EXERCISE GOAL:
Carry on the excerpt about the syslog TIMESTAMP field, starting right after its last sentence.

PROVIDED PASSAGE:

The TIMESTAMP field is a formalized timestamp derived from [RFC3339]. Whereas [RFC3339] makes allowances for multiple syntaxes, this document imposes further restrictions. The TIMESTAMP value MUST follow these restrictions:

The "T" and "Z" characters in this syntax MUST be upper case.
Usage of the "T" character is REQUIRED.
Leap seconds MUST NOT be used.

The originator SHOULD include TIME-SECFRAC if its clock accuracy and performance permit. The "timeQuality" SD-ID described in Section 7.1 allows the originator to specify the accuracy and trustworthiness of the timestamp.

A syslog application MUST use the NILVALUE as TIMESTAMP if the syslog application is incapable of obtaining system time.

6.2.3.1. Examples

Example 1

1985-04-12T23:20:50.52Z

This represents 20 minutes and 50.52 seconds after the 23rd hour of 12 April 1985 in UTC.

DATA PROVIDED:
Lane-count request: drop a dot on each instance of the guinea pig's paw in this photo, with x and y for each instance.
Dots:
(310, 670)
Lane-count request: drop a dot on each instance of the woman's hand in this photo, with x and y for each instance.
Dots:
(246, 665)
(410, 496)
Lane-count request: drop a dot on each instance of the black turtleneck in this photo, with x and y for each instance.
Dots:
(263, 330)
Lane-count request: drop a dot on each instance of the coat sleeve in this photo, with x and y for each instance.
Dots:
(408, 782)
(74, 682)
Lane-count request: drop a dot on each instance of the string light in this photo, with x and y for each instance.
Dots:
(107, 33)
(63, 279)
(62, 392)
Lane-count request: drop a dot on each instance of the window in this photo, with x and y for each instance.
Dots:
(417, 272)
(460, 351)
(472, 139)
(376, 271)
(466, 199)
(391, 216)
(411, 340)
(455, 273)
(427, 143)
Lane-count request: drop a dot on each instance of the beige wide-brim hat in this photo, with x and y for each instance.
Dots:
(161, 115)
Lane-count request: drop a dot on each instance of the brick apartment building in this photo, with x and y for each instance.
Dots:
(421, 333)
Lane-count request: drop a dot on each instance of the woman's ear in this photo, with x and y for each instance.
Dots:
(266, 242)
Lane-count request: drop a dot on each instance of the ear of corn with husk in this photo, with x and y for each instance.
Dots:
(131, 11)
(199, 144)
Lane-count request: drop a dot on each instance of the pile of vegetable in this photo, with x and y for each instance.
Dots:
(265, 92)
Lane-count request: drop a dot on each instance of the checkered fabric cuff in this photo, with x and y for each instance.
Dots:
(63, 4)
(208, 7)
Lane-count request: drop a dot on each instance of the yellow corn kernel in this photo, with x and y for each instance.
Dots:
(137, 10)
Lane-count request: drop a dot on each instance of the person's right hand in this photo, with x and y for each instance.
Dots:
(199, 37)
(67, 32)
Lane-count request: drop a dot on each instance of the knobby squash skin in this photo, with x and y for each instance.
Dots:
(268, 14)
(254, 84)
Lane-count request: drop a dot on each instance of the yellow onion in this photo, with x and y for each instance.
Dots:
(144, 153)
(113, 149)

TASK RESPONSE:
Example 2

1985-04-12T19:20:50.52-04:00

This represents the same time as in example 1, but expressed in US Eastern Standard Time (observing daylight savings time).

Example 3

2003-10-11T22:14:15.003Z

This represents 11 October 2003 at 10:14:15pm, 3 milliseconds into the next second. The timestamp is in UTC. The timestamp provides millisecond resolution. The creator may have actually had a better resolution, but providing just three digits for the fractional part of a second does not tell us.

Example 4

2003-08-24T05:14:15.000003-07:00

This represents 24 August 2003 at 05:14:15am, 3 microseconds into the next second. The microsecond resolution is indicated by the additional digits in TIME-SECFRAC. The timestamp indicates that its local time is -7 hours from UTC. This timestamp might be created in the US Pacific time zone during daylight savings time.

Example 5 - An Invalid TIMESTAMP

2003-08-24T05:14:15.000000003-07:00

This example is nearly the same as Example 4, but it is specifying TIME-SECFRAC in nanoseconds. This results in TIME-SECFRAC being longer than the allowed 6 digits, which invalidates it.

6.2.4. HOSTNAME

The HOSTNAME field identifies the machine that originally sent the syslog message.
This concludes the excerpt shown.